TEXTE FOURNI:

──────────

Établir la juste valeur d’un équipement

8 juin 2020
Par Marie Gagnon

Déterminer la valeur d’un équipement n’est pas une mince affaire. Mieux vaut s’en remettre à un expert.

Chiffrer la valeur d’un équipement usagé est un exercice complexe, qui relève à la fois de la science et de l’expérience. Une simple chargeuse sur roues peut en effet valoir plus ou moins cher, selon que vous voulez la vendre ou l’acheter, obtenir du financement par le biais d’un prêt garanti ou établir le montant d’une prime d’assurance. Cependant, quelle que soit la raison qui vous motive, pour effectuer une transaction au juste prix, il faut commencer par bien valoriser votre actif.

 

Mais, avant d’aller plus loin, qu’entend-on au juste par « valeur » lorsqu’on parle d’équipement ? Avant de répondre à cette question, le président de S. Guy Gauthier Évaluateur (SGG), Marc-Antoine Martel, commence par distinguer la valeur du prix. « La valeur est reflétée par le marché, alors que le prix découle d’un accord entre deux parties, dit-il. Elle n’a rien à voir non plus avec la valeur comptable inscrite aux états financiers de l’entreprise, qui est souvent inférieure à la valeur marchande. »

──────────

ENREGISTREMENTS FOURNIS:
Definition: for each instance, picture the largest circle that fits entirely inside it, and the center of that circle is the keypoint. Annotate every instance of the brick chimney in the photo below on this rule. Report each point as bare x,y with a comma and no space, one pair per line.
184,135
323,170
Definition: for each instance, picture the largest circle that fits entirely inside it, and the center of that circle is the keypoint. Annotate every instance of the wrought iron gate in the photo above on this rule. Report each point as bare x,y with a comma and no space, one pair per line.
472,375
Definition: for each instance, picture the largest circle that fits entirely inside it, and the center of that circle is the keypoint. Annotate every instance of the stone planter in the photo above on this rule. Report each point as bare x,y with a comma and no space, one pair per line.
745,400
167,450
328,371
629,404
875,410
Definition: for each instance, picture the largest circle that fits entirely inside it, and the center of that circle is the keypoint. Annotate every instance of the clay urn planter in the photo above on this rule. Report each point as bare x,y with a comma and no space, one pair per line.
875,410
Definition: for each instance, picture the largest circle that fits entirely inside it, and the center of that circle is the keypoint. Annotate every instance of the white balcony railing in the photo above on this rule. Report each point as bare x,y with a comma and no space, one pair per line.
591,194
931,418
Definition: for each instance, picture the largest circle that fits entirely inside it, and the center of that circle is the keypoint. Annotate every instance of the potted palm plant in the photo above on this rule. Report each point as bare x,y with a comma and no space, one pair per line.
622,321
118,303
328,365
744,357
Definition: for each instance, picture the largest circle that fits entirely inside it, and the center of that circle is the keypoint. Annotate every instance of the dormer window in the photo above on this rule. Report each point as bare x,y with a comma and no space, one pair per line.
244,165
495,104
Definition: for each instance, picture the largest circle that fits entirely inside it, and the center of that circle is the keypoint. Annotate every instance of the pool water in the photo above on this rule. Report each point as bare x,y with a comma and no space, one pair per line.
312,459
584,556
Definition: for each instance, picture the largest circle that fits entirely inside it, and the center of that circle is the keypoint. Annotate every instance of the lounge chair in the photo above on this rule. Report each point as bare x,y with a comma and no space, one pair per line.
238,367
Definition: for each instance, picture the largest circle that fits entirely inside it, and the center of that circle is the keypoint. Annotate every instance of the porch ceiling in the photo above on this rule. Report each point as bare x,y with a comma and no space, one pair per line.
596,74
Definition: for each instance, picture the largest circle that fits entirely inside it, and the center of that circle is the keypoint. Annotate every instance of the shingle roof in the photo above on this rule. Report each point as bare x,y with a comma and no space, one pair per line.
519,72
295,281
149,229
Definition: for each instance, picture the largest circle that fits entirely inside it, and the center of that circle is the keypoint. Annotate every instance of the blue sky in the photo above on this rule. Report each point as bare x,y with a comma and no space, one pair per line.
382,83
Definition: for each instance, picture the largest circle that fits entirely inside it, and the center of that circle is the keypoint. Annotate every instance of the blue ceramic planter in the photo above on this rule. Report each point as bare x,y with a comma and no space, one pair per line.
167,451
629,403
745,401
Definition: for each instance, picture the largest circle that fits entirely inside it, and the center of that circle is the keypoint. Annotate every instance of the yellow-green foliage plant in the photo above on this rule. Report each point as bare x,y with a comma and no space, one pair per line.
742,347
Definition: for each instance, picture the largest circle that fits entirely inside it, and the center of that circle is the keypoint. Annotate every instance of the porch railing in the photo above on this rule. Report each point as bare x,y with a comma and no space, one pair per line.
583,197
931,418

──────────

CONSIGNE: Extrayez de l'article sur la valeur d'un équipement le passage compris entre « 8 juin 2020 » et « valoriser votre actif. », bornes incluses. Ces enregistrements proviennent d'une autre source.

RÉPONSE COMPLÈTE:
8 juin 2020
Par Marie Gagnon

Déterminer la valeur d’un équipement n’est pas une mince affaire. Mieux vaut s’en remettre à un expert.

Chiffrer la valeur d’un équipement usagé est un exercice complexe, qui relève à la fois de la science et de l’expérience. Une simple chargeuse sur roues peut en effet valoir plus ou moins cher, selon que vous voulez la vendre ou l’acheter, obtenir du financement par le biais d’un prêt garanti ou établir le montant d’une prime d’assurance. Cependant, quelle que soit la raison qui vous motive, pour effectuer une transaction au juste prix, il faut commencer par bien valoriser votre actif.